**Requirement:**
List every line of the records that contains the word "wall".

Extracted records
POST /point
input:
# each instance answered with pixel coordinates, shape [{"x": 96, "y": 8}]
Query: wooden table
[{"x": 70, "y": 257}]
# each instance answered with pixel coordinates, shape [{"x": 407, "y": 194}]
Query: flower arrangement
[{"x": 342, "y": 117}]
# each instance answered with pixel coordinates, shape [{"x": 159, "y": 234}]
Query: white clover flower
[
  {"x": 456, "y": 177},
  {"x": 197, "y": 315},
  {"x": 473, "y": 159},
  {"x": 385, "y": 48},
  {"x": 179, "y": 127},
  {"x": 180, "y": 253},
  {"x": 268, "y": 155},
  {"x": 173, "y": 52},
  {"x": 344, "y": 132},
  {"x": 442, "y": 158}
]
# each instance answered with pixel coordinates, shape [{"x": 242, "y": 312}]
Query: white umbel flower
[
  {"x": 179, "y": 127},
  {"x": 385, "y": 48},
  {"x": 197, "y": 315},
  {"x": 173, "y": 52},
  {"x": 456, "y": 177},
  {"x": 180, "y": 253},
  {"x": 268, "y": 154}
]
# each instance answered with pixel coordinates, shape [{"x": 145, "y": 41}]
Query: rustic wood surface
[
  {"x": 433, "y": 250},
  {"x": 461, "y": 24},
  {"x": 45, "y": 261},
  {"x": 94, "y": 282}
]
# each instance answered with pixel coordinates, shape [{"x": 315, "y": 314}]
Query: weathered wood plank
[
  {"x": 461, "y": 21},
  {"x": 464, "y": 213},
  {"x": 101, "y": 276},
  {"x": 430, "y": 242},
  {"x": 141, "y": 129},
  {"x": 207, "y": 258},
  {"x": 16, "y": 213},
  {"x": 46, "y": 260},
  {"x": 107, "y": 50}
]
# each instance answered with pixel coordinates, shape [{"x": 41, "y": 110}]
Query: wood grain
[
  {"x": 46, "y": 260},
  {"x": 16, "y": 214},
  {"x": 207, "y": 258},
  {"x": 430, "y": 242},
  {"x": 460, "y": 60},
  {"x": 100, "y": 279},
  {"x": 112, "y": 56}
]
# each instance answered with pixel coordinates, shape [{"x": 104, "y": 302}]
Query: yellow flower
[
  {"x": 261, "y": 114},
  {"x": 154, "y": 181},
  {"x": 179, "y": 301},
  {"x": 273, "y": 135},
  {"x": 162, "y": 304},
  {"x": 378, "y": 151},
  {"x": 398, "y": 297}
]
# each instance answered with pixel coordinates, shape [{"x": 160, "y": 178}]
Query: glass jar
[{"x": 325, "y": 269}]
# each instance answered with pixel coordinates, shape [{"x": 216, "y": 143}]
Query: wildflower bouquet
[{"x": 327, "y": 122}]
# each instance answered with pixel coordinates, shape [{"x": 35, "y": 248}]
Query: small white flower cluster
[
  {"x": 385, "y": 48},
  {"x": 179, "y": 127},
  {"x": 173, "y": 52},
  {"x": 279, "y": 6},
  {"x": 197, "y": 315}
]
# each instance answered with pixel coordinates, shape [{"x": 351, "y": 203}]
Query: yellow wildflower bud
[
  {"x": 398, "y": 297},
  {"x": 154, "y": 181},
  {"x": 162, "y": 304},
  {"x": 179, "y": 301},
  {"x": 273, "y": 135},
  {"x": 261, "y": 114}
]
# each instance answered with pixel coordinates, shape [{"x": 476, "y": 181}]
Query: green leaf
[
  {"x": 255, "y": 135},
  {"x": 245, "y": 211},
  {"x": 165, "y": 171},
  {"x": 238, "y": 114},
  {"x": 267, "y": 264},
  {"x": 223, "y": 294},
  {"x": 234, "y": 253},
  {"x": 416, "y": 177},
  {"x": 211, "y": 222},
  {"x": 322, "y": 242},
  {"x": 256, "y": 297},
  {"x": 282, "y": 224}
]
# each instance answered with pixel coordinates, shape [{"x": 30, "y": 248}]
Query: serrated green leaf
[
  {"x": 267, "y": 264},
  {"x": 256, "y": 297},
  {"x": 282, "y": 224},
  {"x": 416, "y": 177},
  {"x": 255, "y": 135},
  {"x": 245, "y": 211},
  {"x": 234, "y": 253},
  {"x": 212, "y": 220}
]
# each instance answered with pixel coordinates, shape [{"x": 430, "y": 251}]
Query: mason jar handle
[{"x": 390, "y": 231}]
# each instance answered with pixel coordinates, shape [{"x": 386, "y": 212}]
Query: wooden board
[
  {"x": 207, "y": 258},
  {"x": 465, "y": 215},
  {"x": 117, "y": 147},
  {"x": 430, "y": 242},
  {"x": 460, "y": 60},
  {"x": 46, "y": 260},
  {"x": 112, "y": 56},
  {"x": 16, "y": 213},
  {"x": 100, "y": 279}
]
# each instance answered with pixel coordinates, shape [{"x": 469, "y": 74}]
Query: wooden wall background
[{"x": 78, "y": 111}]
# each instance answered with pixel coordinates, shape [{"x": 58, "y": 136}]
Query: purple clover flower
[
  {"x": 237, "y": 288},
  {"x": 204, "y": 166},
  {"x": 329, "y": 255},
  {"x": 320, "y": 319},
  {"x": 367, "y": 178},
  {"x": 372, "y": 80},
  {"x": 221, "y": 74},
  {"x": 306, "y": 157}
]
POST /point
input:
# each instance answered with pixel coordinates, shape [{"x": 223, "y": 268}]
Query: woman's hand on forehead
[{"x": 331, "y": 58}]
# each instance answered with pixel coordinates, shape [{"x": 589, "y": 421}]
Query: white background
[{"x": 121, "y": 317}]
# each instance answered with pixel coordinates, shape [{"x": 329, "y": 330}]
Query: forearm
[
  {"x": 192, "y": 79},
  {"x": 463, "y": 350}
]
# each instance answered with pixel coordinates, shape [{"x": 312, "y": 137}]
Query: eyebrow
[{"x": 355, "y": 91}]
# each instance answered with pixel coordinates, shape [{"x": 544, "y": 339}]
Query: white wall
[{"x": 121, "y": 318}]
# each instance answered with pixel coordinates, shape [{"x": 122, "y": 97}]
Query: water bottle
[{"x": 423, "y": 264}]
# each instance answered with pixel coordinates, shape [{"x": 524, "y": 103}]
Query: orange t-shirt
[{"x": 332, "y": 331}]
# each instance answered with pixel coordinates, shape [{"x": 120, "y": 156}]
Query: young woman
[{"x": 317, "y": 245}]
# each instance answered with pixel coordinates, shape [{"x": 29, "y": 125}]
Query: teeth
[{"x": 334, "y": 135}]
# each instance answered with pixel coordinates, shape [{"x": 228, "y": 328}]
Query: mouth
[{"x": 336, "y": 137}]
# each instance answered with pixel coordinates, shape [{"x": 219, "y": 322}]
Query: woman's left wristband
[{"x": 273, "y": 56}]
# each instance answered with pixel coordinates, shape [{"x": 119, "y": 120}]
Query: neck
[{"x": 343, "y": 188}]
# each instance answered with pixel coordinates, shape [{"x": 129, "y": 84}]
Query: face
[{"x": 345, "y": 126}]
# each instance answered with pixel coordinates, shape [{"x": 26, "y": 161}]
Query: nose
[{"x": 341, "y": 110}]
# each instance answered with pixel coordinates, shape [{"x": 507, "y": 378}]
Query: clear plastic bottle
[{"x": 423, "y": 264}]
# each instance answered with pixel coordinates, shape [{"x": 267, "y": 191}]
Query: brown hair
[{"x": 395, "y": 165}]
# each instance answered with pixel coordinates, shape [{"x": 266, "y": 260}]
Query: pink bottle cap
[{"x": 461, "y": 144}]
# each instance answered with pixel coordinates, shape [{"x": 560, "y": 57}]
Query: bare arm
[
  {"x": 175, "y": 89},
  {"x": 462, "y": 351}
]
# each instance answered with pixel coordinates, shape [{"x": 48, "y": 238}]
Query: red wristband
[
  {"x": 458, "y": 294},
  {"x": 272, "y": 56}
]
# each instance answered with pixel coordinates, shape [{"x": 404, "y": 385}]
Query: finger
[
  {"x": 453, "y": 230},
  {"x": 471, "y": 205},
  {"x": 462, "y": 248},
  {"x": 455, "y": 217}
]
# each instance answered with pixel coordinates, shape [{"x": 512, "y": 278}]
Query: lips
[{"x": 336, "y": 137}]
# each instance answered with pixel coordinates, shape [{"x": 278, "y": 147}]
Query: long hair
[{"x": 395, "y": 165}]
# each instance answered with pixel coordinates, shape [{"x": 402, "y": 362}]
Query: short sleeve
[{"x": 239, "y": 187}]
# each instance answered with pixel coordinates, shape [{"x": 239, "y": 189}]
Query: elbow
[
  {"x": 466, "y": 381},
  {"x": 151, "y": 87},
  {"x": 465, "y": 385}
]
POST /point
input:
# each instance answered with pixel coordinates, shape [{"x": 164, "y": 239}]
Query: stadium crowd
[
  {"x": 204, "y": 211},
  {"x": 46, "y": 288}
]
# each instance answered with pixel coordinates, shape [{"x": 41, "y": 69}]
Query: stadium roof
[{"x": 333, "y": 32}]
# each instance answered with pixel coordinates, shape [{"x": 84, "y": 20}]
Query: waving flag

**Result for this task:**
Query: wooden wall background
Query: white wall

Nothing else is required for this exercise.